— GIVEN TASK —
Recast every line of the items below as a numbered list, skipping any blank lines. Leave the pictures out of your answer.

— RECORDS FOR THIS TASK —
====================

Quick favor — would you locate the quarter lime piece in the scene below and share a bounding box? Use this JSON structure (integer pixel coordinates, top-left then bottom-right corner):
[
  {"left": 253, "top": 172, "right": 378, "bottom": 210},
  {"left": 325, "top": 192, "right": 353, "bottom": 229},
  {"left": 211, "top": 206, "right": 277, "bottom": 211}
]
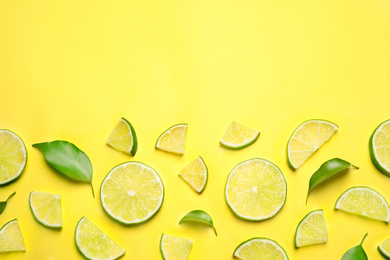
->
[
  {"left": 100, "top": 162, "right": 164, "bottom": 224},
  {"left": 295, "top": 209, "right": 328, "bottom": 248},
  {"left": 233, "top": 237, "right": 288, "bottom": 260},
  {"left": 160, "top": 234, "right": 192, "bottom": 260},
  {"left": 0, "top": 129, "right": 27, "bottom": 186},
  {"left": 0, "top": 219, "right": 26, "bottom": 253},
  {"left": 335, "top": 186, "right": 390, "bottom": 222},
  {"left": 156, "top": 124, "right": 188, "bottom": 154},
  {"left": 369, "top": 119, "right": 390, "bottom": 176},
  {"left": 378, "top": 238, "right": 390, "bottom": 259},
  {"left": 75, "top": 217, "right": 125, "bottom": 260},
  {"left": 30, "top": 191, "right": 62, "bottom": 228},
  {"left": 107, "top": 117, "right": 138, "bottom": 156},
  {"left": 225, "top": 158, "right": 287, "bottom": 221},
  {"left": 219, "top": 121, "right": 260, "bottom": 149},
  {"left": 287, "top": 120, "right": 338, "bottom": 170},
  {"left": 179, "top": 156, "right": 208, "bottom": 193}
]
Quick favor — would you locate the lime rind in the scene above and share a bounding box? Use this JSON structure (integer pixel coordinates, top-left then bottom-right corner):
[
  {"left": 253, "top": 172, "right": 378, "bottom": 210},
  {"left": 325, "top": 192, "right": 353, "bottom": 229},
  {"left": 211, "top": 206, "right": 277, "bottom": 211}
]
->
[
  {"left": 233, "top": 237, "right": 289, "bottom": 260},
  {"left": 0, "top": 129, "right": 28, "bottom": 186},
  {"left": 369, "top": 119, "right": 390, "bottom": 176},
  {"left": 286, "top": 119, "right": 339, "bottom": 170}
]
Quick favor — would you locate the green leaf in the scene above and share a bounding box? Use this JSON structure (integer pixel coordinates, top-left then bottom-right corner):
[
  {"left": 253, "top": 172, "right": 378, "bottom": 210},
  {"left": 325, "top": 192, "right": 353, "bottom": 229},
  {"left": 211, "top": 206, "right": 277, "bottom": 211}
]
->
[
  {"left": 179, "top": 209, "right": 218, "bottom": 236},
  {"left": 0, "top": 191, "right": 16, "bottom": 215},
  {"left": 341, "top": 234, "right": 368, "bottom": 260},
  {"left": 306, "top": 158, "right": 359, "bottom": 203},
  {"left": 33, "top": 140, "right": 95, "bottom": 197}
]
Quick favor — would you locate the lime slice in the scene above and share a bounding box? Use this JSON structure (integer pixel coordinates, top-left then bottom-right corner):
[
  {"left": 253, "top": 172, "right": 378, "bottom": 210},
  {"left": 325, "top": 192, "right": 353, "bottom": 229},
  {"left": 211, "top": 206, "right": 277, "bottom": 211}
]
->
[
  {"left": 75, "top": 217, "right": 125, "bottom": 260},
  {"left": 0, "top": 130, "right": 27, "bottom": 185},
  {"left": 160, "top": 234, "right": 192, "bottom": 260},
  {"left": 335, "top": 186, "right": 390, "bottom": 222},
  {"left": 295, "top": 209, "right": 328, "bottom": 248},
  {"left": 156, "top": 124, "right": 188, "bottom": 154},
  {"left": 107, "top": 117, "right": 138, "bottom": 156},
  {"left": 179, "top": 156, "right": 208, "bottom": 193},
  {"left": 225, "top": 158, "right": 287, "bottom": 221},
  {"left": 378, "top": 238, "right": 390, "bottom": 259},
  {"left": 287, "top": 120, "right": 338, "bottom": 170},
  {"left": 233, "top": 237, "right": 288, "bottom": 260},
  {"left": 0, "top": 219, "right": 26, "bottom": 253},
  {"left": 369, "top": 120, "right": 390, "bottom": 176},
  {"left": 219, "top": 121, "right": 260, "bottom": 149},
  {"left": 100, "top": 162, "right": 164, "bottom": 224},
  {"left": 30, "top": 191, "right": 62, "bottom": 228}
]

====================

— RESULT FOR THIS EXERCISE —
1. Quick favor — would you locate the quarter lime piece in the scene below and share a bounding box? Use this JSON structure (integer pixel coordinates, top-left then bottom-right corner):
2. [
3.   {"left": 253, "top": 172, "right": 378, "bottom": 210},
4.   {"left": 325, "top": 192, "right": 353, "bottom": 229},
5.   {"left": 211, "top": 206, "right": 277, "bottom": 211}
6. ]
7. ->
8. [
9.   {"left": 100, "top": 162, "right": 164, "bottom": 224},
10.   {"left": 295, "top": 209, "right": 328, "bottom": 248},
11.   {"left": 233, "top": 237, "right": 288, "bottom": 260},
12.   {"left": 160, "top": 234, "right": 192, "bottom": 260},
13.   {"left": 0, "top": 129, "right": 27, "bottom": 186},
14.   {"left": 0, "top": 219, "right": 26, "bottom": 253},
15.   {"left": 335, "top": 186, "right": 390, "bottom": 222},
16.   {"left": 156, "top": 124, "right": 188, "bottom": 154},
17.   {"left": 369, "top": 119, "right": 390, "bottom": 176},
18.   {"left": 378, "top": 238, "right": 390, "bottom": 259},
19.   {"left": 75, "top": 217, "right": 125, "bottom": 260},
20.   {"left": 30, "top": 191, "right": 62, "bottom": 228},
21.   {"left": 107, "top": 117, "right": 138, "bottom": 156},
22.   {"left": 225, "top": 158, "right": 287, "bottom": 221},
23.   {"left": 219, "top": 121, "right": 260, "bottom": 149},
24.   {"left": 287, "top": 120, "right": 338, "bottom": 170},
25.   {"left": 179, "top": 156, "right": 208, "bottom": 193}
26. ]
27. Quick favor — would you locate the lime rind in the scene above and share a bounding box? Use this JSON structure (integer pixel coordinates, top-left then bottom-right corner):
28. [
29.   {"left": 253, "top": 172, "right": 378, "bottom": 210},
30.   {"left": 325, "top": 192, "right": 353, "bottom": 229},
31.   {"left": 211, "top": 206, "right": 277, "bottom": 211}
32. ]
33. ->
34. [
35.   {"left": 233, "top": 237, "right": 289, "bottom": 260},
36.   {"left": 0, "top": 129, "right": 28, "bottom": 186},
37.   {"left": 369, "top": 119, "right": 390, "bottom": 176},
38.   {"left": 286, "top": 119, "right": 339, "bottom": 170}
39. ]
40. Quick favor — would you locate the green leaf in the scene above and share a bounding box? Use this JSON structure (integer pixel coordinates, top-left then bottom-right corner):
41. [
42.   {"left": 253, "top": 172, "right": 378, "bottom": 210},
43.   {"left": 325, "top": 192, "right": 353, "bottom": 229},
44.   {"left": 211, "top": 206, "right": 277, "bottom": 211}
45. ]
46. ->
47. [
48.   {"left": 179, "top": 209, "right": 218, "bottom": 236},
49.   {"left": 0, "top": 191, "right": 16, "bottom": 215},
50.   {"left": 341, "top": 234, "right": 368, "bottom": 260},
51.   {"left": 306, "top": 158, "right": 359, "bottom": 203},
52.   {"left": 33, "top": 140, "right": 95, "bottom": 197}
53. ]
54. Quick favor — would you locate the lime slice in the scene above and share a bounding box? Use this JSON structure (integer pixel coordinates, top-left then bottom-right corner):
55. [
56.   {"left": 253, "top": 172, "right": 378, "bottom": 210},
57.   {"left": 325, "top": 192, "right": 353, "bottom": 229},
58.   {"left": 211, "top": 206, "right": 277, "bottom": 211}
59. ]
60. ->
61. [
62.   {"left": 75, "top": 217, "right": 125, "bottom": 260},
63.   {"left": 0, "top": 130, "right": 27, "bottom": 185},
64.   {"left": 160, "top": 234, "right": 192, "bottom": 260},
65.   {"left": 335, "top": 186, "right": 390, "bottom": 222},
66.   {"left": 295, "top": 209, "right": 328, "bottom": 248},
67.   {"left": 156, "top": 124, "right": 188, "bottom": 154},
68.   {"left": 107, "top": 117, "right": 138, "bottom": 156},
69.   {"left": 179, "top": 156, "right": 208, "bottom": 193},
70.   {"left": 225, "top": 158, "right": 287, "bottom": 221},
71.   {"left": 378, "top": 238, "right": 390, "bottom": 259},
72.   {"left": 287, "top": 120, "right": 338, "bottom": 170},
73.   {"left": 233, "top": 237, "right": 288, "bottom": 260},
74.   {"left": 0, "top": 219, "right": 26, "bottom": 253},
75.   {"left": 369, "top": 120, "right": 390, "bottom": 176},
76.   {"left": 219, "top": 121, "right": 260, "bottom": 149},
77.   {"left": 100, "top": 162, "right": 164, "bottom": 224},
78.   {"left": 30, "top": 191, "right": 62, "bottom": 228}
79. ]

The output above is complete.